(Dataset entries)
++++++++++++++++++++

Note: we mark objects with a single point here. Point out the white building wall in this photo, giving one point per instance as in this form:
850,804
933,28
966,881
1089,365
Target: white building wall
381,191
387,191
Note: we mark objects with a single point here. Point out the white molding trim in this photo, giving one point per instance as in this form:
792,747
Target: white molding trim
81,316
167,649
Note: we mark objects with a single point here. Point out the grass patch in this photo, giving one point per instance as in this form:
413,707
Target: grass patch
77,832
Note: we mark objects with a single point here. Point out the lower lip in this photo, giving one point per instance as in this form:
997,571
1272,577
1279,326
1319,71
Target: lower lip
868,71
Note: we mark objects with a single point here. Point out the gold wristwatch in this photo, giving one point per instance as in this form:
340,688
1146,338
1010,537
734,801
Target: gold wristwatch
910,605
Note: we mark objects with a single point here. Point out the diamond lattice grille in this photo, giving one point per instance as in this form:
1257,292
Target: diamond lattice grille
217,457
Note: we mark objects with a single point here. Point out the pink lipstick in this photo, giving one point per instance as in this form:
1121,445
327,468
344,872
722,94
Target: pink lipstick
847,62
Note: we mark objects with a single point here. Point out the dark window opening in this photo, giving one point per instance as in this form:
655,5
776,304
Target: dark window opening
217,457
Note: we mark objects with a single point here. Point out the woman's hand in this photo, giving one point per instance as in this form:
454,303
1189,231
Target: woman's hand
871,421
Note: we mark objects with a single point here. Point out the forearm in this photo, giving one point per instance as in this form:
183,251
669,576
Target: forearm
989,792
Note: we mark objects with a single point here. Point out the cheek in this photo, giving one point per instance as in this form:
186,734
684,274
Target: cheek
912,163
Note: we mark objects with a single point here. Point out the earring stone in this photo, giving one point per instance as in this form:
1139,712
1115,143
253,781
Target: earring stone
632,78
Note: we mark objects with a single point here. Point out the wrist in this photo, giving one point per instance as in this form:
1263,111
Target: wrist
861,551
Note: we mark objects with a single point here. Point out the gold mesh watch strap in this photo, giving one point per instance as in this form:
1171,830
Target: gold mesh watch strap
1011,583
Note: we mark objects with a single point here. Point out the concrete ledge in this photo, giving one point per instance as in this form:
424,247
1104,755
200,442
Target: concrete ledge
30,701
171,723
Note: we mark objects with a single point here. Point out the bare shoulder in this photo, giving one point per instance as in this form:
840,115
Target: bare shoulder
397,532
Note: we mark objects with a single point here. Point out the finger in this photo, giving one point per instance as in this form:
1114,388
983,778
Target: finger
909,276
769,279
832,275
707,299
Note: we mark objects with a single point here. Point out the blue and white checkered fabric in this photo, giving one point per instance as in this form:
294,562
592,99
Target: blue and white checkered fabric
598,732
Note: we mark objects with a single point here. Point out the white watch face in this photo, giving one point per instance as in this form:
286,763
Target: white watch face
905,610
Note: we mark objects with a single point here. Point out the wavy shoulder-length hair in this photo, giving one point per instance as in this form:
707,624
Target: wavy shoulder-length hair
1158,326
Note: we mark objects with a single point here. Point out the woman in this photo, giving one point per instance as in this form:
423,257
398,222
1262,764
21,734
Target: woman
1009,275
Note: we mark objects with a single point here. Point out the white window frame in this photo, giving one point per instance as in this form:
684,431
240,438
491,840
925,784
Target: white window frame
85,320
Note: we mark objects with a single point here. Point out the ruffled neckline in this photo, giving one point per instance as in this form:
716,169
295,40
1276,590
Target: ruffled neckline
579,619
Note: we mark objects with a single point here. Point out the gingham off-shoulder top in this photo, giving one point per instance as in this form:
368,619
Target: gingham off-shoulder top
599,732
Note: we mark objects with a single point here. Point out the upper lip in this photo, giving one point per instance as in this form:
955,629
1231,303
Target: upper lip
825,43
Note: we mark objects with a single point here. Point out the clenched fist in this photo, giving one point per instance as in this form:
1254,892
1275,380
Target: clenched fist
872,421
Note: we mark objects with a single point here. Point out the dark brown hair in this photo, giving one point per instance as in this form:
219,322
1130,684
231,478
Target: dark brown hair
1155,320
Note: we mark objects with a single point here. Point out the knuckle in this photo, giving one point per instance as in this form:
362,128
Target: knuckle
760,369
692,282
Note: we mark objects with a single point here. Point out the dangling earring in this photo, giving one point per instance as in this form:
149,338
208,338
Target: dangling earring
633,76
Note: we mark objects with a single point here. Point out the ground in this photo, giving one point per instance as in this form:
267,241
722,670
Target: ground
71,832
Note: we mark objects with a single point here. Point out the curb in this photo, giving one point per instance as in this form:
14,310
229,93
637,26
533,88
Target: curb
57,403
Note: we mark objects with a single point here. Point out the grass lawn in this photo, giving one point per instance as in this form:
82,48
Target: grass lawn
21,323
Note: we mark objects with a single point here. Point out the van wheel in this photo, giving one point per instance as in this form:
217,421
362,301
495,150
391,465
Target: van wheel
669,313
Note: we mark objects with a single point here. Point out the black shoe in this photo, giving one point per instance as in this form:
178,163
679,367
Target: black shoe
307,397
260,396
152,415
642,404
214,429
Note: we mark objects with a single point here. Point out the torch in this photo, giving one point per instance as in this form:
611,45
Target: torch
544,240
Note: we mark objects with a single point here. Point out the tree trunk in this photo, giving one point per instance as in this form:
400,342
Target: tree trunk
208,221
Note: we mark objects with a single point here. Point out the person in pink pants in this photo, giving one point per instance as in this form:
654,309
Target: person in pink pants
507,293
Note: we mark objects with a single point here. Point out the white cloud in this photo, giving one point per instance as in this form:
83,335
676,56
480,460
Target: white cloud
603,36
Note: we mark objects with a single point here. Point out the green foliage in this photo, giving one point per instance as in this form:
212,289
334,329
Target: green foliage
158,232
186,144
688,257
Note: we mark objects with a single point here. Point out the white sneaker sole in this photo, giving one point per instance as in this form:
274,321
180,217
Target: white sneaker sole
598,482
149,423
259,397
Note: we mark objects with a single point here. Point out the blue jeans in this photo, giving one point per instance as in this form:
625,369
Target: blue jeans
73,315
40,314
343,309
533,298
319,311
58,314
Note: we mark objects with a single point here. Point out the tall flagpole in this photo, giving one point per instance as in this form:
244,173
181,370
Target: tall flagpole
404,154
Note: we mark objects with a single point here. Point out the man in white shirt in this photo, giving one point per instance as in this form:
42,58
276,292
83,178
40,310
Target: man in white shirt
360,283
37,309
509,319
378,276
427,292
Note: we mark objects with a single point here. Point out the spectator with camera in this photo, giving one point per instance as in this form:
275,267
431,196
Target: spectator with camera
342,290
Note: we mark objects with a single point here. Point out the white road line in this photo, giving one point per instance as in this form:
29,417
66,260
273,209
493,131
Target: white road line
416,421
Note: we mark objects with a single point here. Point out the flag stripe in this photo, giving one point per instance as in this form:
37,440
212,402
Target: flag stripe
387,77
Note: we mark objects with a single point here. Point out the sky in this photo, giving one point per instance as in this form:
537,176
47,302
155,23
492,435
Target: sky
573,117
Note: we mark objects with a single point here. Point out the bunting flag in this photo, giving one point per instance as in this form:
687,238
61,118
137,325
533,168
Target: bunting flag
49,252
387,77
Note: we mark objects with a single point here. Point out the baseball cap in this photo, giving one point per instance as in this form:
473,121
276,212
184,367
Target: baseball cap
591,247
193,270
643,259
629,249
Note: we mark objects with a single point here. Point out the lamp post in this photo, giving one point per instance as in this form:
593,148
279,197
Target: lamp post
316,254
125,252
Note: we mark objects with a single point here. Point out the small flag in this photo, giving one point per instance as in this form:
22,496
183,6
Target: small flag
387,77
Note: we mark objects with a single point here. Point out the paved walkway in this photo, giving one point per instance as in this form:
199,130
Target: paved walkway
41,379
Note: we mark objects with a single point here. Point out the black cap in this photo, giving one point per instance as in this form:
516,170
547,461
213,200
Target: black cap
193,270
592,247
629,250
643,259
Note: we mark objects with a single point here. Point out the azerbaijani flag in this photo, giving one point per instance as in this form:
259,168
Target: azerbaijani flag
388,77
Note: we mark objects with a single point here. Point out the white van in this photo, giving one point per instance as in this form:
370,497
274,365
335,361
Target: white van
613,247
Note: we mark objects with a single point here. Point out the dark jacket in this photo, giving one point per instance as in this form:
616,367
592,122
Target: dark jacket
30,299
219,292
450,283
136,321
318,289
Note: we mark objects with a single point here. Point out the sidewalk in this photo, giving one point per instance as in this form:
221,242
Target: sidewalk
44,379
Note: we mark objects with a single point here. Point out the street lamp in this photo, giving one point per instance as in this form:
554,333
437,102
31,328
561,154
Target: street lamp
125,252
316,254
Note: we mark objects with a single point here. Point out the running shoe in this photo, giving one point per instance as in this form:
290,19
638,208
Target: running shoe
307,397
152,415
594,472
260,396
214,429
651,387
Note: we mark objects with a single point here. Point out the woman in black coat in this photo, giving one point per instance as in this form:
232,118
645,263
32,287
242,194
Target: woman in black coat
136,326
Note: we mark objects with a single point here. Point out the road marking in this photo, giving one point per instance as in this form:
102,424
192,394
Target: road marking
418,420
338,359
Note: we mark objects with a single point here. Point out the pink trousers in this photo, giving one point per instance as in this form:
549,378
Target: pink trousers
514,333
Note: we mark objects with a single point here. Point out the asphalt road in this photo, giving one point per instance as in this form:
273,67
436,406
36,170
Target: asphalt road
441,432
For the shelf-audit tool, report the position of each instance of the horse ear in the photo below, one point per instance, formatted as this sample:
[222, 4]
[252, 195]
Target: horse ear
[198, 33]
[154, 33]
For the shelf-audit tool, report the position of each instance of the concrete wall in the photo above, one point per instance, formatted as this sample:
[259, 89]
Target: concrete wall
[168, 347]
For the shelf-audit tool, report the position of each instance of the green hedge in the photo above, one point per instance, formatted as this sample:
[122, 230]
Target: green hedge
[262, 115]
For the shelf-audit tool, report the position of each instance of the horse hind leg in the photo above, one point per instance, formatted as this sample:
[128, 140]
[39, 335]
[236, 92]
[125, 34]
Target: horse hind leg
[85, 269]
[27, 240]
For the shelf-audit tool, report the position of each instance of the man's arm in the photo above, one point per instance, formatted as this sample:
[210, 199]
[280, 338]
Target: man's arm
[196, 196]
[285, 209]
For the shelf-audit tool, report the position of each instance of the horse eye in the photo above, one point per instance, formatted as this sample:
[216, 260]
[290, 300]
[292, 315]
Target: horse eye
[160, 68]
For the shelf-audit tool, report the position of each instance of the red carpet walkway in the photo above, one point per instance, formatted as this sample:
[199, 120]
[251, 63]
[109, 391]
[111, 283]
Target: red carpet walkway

++++++++++++++++++++

● **TASK STATEMENT**: Find all lines in the records that hold the word "carpet". Copy them.

● **SOLUTION TO THIS TASK**:
For the shelf-audit tool, report the position of each instance of the red carpet walkway in the photo above, one point per instance, formatted as this sample:
Target: red carpet walkway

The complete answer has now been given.